TEXT TO READ:

----------------------------------------

🦤✨The Nexialist #0200
dendrochronology | more-than-human aesthetics | ecomodernism | program or be programmed | hypernormative | technologies for liberation | chromakopia
Welcome to your weekly source of crunchy brainsparks, the nexialist
hey, you! I hope this message finds you well! here we are at the 200th week of writing the nexialist, and it feels quite special! sometimes i can’t believe i’m doing this. thank you for being there on the other side reading, sharing, supporting, contributing and enjoying the brainsparks. if you can/want to show some financial support, consider going paid (or buying me a coffee).
exactly a year ago, i was in lisbon for the web summit; this week i’m in london for the first time, so it feels like a celebration (thank you, juan, for the gift!). i was having some kind of urban anxiety before coming to this huge city, but all is good. i’ve been having a blast, visiting museums, walking around and seeing the spots i had only seen on screen/pages before. it’s also impossible to navigate the city and all its rich details without thinking of all the invasion & exploitation colonial affairs, but still, the abundance of cultural activities is quite exciting. well.. i’ll leave you to this celebratory yet never ordinary edition. enjoy! 🫀✨
1 year ago » 👜✨The Nexialist #0148 : record-breaking renewables | deactivated power plant | portuguese time capsule: lena d’agua | saudade de você | oral
2 years ago » 🎪✨The Nexialist #0096 : Anne Imhof's YOUTH | infoxication | content capital | bread and circus | sportswashing | rainbow flag as the enemy | the law of the instrument
3 years ago » 🛠✨The Nexialist #0046 : Tentacular Thinking | Tools for A System Thinker | Find True Belonging | Art, Science, Futures Studies | Mystic Truths | Trusting your Destiny | No Filter | Masculinity
🌳dendrochronology
this essay by robert moor for emergence magazine appeared in my inbox the day before going to the natural history museum, where they have a huge piece of a giant sequoia that lived more than 1200 years, along with some of the historical events it “witnessed.” it was one of my favorite items in that museum. robert moor narrates how just being around these trees can pull as back to think about out relationship to time, nature, past and future.
Trees live inside our memory, and we, increasingly, live inside theirs. The science of dendrochronology is, simply put, the study of tree rings; the succession of growth patterns from each year can be “read” in order to intuit data about past epochs. (It was in pursuit of such data that, in 1964, a man famously cut down a gnarled bristlecone pine in the White Mountains of California, only to find that it was more than 4,900 years old; he had unwittingly cut down the oldest known tree on Earth.) One of the disturbing findings of recent climate science is the degree to which we are now being perceived by the trees; all around the world, the warmer climate we’ve created in the past century is clearly represented in the width of their rings.

----------------------------------------

DATA LINES:
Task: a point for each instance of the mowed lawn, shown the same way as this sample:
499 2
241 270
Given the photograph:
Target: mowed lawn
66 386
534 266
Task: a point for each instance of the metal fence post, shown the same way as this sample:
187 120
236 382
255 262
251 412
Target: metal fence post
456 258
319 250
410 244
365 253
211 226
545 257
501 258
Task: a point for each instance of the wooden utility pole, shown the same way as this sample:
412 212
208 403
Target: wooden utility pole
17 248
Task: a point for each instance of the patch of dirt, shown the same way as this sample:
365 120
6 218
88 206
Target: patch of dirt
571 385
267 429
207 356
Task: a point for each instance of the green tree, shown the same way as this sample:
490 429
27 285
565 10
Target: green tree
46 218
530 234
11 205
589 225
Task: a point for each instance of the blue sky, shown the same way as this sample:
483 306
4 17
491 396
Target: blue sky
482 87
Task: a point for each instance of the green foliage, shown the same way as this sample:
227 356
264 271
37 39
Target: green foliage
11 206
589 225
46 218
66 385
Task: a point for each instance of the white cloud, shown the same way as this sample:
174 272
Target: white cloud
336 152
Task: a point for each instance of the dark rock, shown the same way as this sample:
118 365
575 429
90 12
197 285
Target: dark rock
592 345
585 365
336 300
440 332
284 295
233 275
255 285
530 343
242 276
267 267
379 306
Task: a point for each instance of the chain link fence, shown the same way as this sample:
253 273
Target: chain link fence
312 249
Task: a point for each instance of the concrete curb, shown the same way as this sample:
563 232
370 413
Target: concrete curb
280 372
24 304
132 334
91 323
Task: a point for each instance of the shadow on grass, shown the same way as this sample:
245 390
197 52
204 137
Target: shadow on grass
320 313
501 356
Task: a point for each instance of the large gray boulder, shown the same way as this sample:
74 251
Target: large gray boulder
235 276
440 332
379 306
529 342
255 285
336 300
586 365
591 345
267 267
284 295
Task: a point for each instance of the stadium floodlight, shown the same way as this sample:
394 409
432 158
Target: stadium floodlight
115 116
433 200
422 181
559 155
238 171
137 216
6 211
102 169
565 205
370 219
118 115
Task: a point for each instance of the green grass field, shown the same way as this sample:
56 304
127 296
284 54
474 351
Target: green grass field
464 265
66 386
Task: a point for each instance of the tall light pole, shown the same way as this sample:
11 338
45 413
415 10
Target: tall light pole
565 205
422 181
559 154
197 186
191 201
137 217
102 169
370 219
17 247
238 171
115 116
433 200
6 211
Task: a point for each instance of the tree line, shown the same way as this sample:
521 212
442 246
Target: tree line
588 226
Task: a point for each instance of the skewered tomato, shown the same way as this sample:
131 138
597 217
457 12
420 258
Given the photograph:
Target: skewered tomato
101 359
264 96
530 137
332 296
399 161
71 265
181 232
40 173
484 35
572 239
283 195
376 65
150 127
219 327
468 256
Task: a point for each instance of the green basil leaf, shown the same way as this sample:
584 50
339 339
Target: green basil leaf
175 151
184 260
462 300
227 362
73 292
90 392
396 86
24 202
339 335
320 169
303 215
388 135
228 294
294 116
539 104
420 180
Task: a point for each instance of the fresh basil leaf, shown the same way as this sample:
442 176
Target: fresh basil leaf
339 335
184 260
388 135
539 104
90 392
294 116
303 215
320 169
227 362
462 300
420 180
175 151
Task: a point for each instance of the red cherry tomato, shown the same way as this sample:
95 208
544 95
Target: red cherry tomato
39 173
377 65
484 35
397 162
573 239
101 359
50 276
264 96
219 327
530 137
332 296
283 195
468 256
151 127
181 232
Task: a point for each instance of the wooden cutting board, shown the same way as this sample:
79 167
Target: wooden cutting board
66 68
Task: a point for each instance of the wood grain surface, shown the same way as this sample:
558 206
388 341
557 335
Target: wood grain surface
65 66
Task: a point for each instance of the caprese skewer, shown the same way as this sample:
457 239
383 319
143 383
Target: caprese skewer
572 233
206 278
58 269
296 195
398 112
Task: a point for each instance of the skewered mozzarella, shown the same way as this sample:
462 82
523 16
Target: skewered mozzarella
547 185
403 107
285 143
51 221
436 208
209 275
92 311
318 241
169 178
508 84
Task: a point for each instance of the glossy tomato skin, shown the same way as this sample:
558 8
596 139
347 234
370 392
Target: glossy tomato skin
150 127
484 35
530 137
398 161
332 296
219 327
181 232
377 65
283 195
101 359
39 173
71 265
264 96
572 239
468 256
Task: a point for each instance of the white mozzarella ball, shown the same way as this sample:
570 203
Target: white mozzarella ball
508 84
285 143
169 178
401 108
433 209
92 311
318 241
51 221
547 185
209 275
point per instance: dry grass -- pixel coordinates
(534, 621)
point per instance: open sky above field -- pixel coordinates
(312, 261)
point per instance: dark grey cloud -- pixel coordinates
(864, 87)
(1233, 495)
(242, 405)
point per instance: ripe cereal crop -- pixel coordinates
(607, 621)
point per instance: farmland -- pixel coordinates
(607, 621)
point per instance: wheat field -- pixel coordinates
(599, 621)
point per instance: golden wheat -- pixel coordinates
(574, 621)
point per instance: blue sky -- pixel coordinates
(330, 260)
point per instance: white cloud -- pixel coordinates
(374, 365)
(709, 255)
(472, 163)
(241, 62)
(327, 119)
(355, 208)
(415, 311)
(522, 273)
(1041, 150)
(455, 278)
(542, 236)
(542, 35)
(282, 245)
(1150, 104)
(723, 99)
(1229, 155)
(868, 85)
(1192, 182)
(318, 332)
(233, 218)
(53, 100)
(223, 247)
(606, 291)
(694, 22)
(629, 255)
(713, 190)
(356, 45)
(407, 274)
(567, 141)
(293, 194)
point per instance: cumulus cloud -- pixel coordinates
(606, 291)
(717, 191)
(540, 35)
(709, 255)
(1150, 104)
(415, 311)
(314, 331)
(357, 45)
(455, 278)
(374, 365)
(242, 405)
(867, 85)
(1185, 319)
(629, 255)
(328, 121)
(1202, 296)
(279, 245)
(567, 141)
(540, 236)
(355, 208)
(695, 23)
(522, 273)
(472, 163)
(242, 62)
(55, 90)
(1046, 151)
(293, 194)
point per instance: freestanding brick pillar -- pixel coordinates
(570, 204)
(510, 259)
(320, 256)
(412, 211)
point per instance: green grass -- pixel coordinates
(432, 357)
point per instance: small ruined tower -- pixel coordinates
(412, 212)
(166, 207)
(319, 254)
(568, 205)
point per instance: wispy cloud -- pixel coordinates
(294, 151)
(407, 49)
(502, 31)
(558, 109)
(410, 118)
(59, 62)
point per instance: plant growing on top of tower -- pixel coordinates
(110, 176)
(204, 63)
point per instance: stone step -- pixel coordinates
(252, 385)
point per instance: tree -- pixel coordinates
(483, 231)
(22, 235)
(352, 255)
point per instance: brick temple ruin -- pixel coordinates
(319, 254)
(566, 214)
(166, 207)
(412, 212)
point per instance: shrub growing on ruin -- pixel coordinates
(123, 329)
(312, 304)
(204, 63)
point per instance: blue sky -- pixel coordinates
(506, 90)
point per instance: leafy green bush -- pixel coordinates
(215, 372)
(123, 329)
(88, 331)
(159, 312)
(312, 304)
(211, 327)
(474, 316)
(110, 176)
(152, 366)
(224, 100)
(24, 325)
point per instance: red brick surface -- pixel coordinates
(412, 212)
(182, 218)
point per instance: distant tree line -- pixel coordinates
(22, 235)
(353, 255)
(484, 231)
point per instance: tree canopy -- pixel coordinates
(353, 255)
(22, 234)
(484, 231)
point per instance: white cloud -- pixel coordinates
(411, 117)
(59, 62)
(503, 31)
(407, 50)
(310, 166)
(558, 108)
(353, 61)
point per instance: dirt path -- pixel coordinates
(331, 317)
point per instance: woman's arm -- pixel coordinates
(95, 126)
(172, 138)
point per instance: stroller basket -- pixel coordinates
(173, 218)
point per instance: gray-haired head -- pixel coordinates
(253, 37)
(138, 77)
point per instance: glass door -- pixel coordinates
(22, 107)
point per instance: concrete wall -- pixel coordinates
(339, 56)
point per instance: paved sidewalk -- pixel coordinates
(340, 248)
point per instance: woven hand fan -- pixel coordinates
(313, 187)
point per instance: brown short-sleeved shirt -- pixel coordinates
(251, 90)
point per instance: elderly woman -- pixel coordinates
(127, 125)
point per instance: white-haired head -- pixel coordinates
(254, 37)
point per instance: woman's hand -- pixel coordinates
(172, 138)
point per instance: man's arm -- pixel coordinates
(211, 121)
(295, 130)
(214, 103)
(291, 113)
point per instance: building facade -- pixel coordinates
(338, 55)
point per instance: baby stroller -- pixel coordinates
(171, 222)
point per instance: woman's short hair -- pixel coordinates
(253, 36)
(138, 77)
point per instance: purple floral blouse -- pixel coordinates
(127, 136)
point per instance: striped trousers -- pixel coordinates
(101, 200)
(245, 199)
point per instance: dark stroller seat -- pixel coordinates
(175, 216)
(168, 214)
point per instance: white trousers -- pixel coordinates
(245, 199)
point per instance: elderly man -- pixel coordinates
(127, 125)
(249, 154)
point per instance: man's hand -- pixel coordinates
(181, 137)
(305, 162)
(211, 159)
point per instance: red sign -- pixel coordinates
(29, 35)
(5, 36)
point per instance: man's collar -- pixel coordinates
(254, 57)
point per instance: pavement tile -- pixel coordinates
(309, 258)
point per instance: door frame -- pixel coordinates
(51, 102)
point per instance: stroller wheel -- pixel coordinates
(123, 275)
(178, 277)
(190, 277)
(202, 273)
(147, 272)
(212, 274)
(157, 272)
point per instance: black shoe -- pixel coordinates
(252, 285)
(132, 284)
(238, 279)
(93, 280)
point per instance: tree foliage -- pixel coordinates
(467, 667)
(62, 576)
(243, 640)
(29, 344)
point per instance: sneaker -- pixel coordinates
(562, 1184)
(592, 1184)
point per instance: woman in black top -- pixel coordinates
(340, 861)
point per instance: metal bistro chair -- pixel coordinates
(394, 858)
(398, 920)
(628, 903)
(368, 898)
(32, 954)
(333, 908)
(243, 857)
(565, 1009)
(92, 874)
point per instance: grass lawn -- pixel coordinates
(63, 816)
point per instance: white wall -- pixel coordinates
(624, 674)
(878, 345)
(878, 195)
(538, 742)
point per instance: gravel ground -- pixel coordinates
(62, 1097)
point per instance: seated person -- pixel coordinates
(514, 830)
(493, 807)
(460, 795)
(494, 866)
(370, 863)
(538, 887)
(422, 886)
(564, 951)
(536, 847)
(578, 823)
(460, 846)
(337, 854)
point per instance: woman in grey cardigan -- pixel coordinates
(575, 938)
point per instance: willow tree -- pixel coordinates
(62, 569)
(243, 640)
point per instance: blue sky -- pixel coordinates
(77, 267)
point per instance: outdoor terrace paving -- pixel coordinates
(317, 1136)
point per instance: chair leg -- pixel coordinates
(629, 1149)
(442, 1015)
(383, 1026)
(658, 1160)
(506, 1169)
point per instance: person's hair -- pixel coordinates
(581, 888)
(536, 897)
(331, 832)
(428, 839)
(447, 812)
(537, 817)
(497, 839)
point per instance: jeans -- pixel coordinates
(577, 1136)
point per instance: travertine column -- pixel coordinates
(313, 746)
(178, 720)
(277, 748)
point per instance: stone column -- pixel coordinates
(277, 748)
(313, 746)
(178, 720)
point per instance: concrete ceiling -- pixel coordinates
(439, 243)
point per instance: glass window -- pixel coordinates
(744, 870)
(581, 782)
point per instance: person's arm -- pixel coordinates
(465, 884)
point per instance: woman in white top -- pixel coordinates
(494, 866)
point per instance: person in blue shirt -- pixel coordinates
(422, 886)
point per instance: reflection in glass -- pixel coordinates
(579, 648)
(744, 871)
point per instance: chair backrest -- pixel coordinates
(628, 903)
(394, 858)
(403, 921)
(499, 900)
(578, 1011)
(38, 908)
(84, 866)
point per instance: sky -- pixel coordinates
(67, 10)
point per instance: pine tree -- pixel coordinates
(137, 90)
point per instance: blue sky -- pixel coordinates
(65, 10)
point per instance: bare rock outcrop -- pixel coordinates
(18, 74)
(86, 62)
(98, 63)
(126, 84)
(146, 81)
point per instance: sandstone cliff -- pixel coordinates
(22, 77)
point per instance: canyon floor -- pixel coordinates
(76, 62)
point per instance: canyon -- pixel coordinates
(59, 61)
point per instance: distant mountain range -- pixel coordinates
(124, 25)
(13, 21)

----------------------------------------

THE TASKS:
A. In the newsletter, how old was the bristlecone pine that was cut down in the White Mountains of California in 1964?
B. Continue the newsletter from the point where it stops.
The records are not needed for this work.

ANSWER LIST:
A. It was more than 4,900 years old.

B.
it reminded me of the haunting vintage photos of loggers around the ancient trees they were cutting, like prizes, and how tree stumps even became dancefloors. quite barbaric when you think about it.
brainsparks: arboreal codes (tn#196), sumaúma(tn#122), ask nature (tn#86), shinrin-yoku (tn#137)
🦤more-than-human aesthetics
this interview with ‘ways of being’ author james bridle was shared at
and the brainsparks kept coming. the japanese magazine he is being interviewed for is focusing on gen-ai and art, so this discussion starts there, but it gets quite philosophical as well as practical. it connects so well to dendrochronology, on how our perception of time and space are quite limited when we think in terms of nature, but also the inorganic machines we are creating and using.The first thing to say about a non-human aesthetic would be that it can’t be an aesthetic, as we understand it, because aesthetics is about human sense and human judgment and experience. It’s about that we encounter, process, think of the world primarily in terms of appearances because we’ve got these great big eyes in the front of our head that are our primary sense. But that’s not how most of the universe encounters itself.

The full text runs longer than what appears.